Instruction:
Count the lines in the data below that contain the string "region", treating case as significant, and give only the number.

··· Material for the task ···

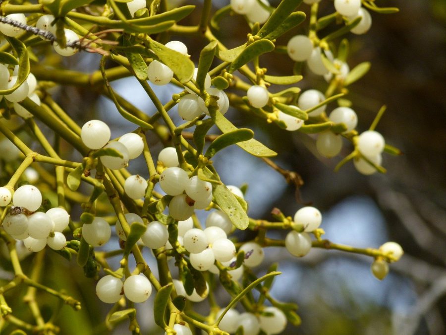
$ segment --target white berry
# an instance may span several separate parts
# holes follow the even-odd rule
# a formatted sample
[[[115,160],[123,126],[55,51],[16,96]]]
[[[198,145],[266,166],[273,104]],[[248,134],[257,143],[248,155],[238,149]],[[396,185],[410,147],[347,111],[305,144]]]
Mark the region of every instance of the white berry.
[[[37,210],[42,204],[42,194],[32,185],[23,185],[15,190],[12,196],[14,206],[24,207],[32,212]]]
[[[90,149],[100,149],[107,144],[111,135],[107,124],[99,120],[88,121],[81,130],[82,142]]]
[[[130,301],[144,302],[151,293],[152,284],[143,275],[131,275],[124,282],[124,294]]]

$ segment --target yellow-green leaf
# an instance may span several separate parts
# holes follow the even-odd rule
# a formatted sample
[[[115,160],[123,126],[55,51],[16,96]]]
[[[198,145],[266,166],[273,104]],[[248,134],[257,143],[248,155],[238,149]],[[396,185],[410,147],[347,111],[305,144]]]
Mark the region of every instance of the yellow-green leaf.
[[[275,107],[281,111],[285,114],[291,115],[295,118],[297,118],[304,121],[308,119],[308,115],[303,111],[299,109],[297,107],[292,105],[285,105],[280,102],[277,102],[274,104]]]
[[[306,17],[305,13],[302,11],[291,13],[277,28],[265,36],[265,38],[275,40],[290,29],[300,24],[305,20]]]
[[[302,3],[302,0],[282,0],[259,31],[257,35],[264,37],[274,31],[286,20],[290,13]]]
[[[166,308],[170,298],[172,286],[172,283],[169,283],[160,288],[157,292],[154,302],[153,314],[155,323],[163,329],[167,327],[165,318]]]
[[[189,58],[151,38],[148,39],[148,43],[158,59],[170,68],[180,82],[184,84],[191,79],[195,66]]]
[[[236,129],[219,136],[209,145],[205,155],[210,158],[218,151],[239,142],[247,141],[254,137],[254,132],[247,128]]]
[[[28,50],[26,50],[26,46],[21,41],[14,37],[8,36],[4,37],[17,53],[19,69],[17,81],[14,86],[8,89],[0,90],[0,95],[5,95],[14,92],[23,83],[29,74],[29,58],[28,56]]]
[[[358,64],[348,72],[344,80],[344,86],[348,86],[365,75],[370,69],[370,63],[364,62]]]
[[[109,318],[109,322],[114,323],[122,321],[127,318],[133,319],[136,314],[136,310],[134,308],[128,308],[123,311],[115,312]]]
[[[124,249],[124,255],[128,255],[133,246],[141,238],[147,229],[146,225],[140,222],[129,222],[130,225],[130,231],[125,241],[125,248]]]
[[[215,114],[215,124],[223,133],[227,133],[237,129],[229,120],[222,115],[218,111]],[[239,142],[237,143],[242,149],[251,155],[256,157],[274,157],[277,153],[267,148],[259,141],[251,138],[248,141]]]
[[[302,76],[301,75],[285,75],[285,76],[276,76],[276,75],[265,75],[265,80],[266,81],[270,82],[272,84],[277,84],[278,85],[291,85],[295,84],[302,80]]]
[[[255,57],[274,50],[274,44],[269,40],[259,40],[245,48],[229,66],[229,73],[245,65]]]
[[[198,60],[198,70],[197,72],[197,85],[200,91],[205,90],[204,84],[206,74],[212,65],[215,50],[218,45],[217,41],[212,41],[208,45],[203,48],[200,53],[200,59]]]

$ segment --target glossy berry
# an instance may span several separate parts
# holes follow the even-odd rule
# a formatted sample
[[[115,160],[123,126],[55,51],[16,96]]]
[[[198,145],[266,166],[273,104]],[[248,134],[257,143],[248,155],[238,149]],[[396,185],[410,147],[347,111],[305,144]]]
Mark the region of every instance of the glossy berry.
[[[182,194],[188,182],[187,173],[179,167],[167,168],[160,177],[160,186],[169,196]]]
[[[188,230],[194,227],[194,220],[191,217],[184,221],[178,221],[178,236],[184,236]]]
[[[76,41],[79,40],[79,37],[77,34],[72,30],[70,29],[63,29],[65,32],[65,39],[66,41],[66,44],[72,43]],[[55,51],[60,56],[65,57],[73,56],[77,52],[77,49],[76,48],[72,48],[71,47],[65,47],[65,48],[61,48],[57,42],[55,42],[53,45],[54,47]]]
[[[197,254],[191,253],[189,257],[192,266],[199,271],[207,271],[215,261],[214,252],[209,248]]]
[[[187,220],[194,213],[193,201],[185,194],[172,198],[169,202],[169,215],[175,220]]]
[[[243,264],[249,268],[254,268],[260,265],[265,258],[263,249],[255,242],[248,242],[240,247],[240,250],[245,252]]]
[[[130,176],[124,183],[124,191],[132,199],[140,199],[146,195],[147,181],[139,175]]]
[[[120,142],[110,142],[104,148],[114,149],[122,156],[122,157],[101,156],[101,162],[104,166],[111,170],[119,170],[127,166],[129,159],[128,150],[127,150],[125,145]]]
[[[58,231],[55,232],[54,236],[47,238],[48,246],[54,250],[60,250],[66,245],[65,235]]]
[[[382,280],[389,273],[389,264],[383,260],[375,260],[372,263],[370,270],[375,278]]]
[[[228,262],[235,256],[235,246],[227,238],[217,240],[212,245],[214,256],[219,262]]]
[[[142,153],[144,148],[143,139],[138,134],[129,133],[119,137],[118,142],[125,145],[128,151],[128,159],[134,159]]]
[[[11,191],[5,187],[0,187],[0,206],[7,205],[12,199]]]
[[[285,238],[285,248],[293,256],[302,257],[311,249],[311,238],[307,233],[292,230]]]
[[[82,142],[90,149],[100,149],[110,140],[112,133],[105,122],[92,120],[84,125],[81,130]]]
[[[183,236],[183,242],[186,250],[193,254],[201,253],[208,246],[206,234],[201,229],[196,228],[186,232]]]
[[[272,313],[273,316],[266,316],[262,314],[259,316],[262,330],[268,335],[281,334],[285,330],[287,323],[285,314],[274,306],[266,307],[263,311]]]
[[[372,26],[372,16],[367,9],[361,7],[356,15],[349,16],[348,19],[350,21],[354,20],[358,16],[361,16],[362,18],[361,21],[359,21],[358,25],[351,29],[350,31],[356,35],[362,35],[367,32]]]
[[[334,157],[342,148],[342,137],[330,131],[323,132],[318,135],[316,148],[324,157]]]
[[[198,176],[189,179],[186,184],[186,194],[196,201],[203,201],[212,194],[212,184],[201,180]]]
[[[288,107],[291,107],[291,106]],[[294,131],[296,131],[303,126],[304,124],[304,121],[303,120],[289,115],[288,114],[283,113],[281,111],[279,111],[278,112],[277,118],[279,121],[282,121],[285,124],[285,125],[286,127],[285,129],[288,132],[294,132]]]
[[[63,231],[70,223],[70,214],[63,208],[58,207],[50,208],[46,214],[54,223],[55,231]]]
[[[46,239],[54,231],[54,223],[50,216],[42,212],[36,212],[28,217],[28,232],[33,238]]]
[[[384,137],[378,132],[367,131],[358,138],[358,149],[364,156],[369,157],[378,155],[384,150]]]
[[[301,93],[297,100],[297,105],[301,110],[306,111],[319,105],[325,100],[325,96],[322,92],[315,89],[309,89]],[[324,105],[309,113],[308,115],[318,116],[324,113],[326,108],[327,105]]]
[[[260,331],[259,320],[252,313],[245,312],[237,318],[237,329],[242,327],[243,335],[257,335]]]
[[[176,150],[173,146],[167,146],[158,154],[158,162],[163,163],[165,167],[176,167],[179,165]]]
[[[177,52],[179,52],[181,55],[185,56],[188,56],[187,53],[187,47],[184,43],[179,41],[170,41],[164,45],[169,49],[175,50]]]
[[[133,302],[144,302],[152,293],[152,284],[147,277],[136,274],[127,277],[124,282],[124,294]]]
[[[153,61],[147,67],[147,77],[155,85],[166,85],[173,77],[173,71],[161,62]]]
[[[90,224],[82,226],[82,237],[89,244],[100,247],[107,243],[112,236],[112,228],[102,217],[95,217]]]
[[[383,157],[381,154],[378,154],[373,157],[368,157],[367,159],[376,165],[380,166],[383,161]],[[355,158],[353,160],[353,164],[356,170],[363,175],[372,175],[377,171],[375,167],[369,163],[364,158]]]
[[[24,207],[32,212],[35,211],[42,204],[42,194],[35,186],[23,185],[14,193],[12,204]]]
[[[47,239],[44,238],[41,240],[33,238],[31,236],[27,237],[23,240],[23,244],[25,247],[30,251],[37,253],[41,250],[43,250],[47,245]]]
[[[334,123],[343,123],[347,127],[345,133],[352,131],[358,124],[358,116],[351,108],[337,107],[334,109],[329,116],[329,120]]]
[[[124,283],[118,278],[108,274],[99,279],[96,284],[96,295],[107,304],[114,304],[121,298]]]
[[[334,0],[334,8],[344,16],[355,15],[361,8],[361,0]]]
[[[152,249],[164,247],[169,238],[166,225],[158,221],[153,221],[147,225],[147,229],[141,237],[144,245]]]
[[[401,246],[394,242],[386,242],[380,247],[380,251],[384,254],[390,255],[394,259],[393,262],[399,261],[404,253]]]
[[[270,99],[268,90],[259,85],[253,85],[251,86],[248,89],[246,96],[249,100],[249,103],[256,108],[265,107]]]
[[[304,35],[296,35],[292,37],[286,46],[288,56],[295,62],[306,61],[313,51],[313,43]]]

···

Response to this task:
3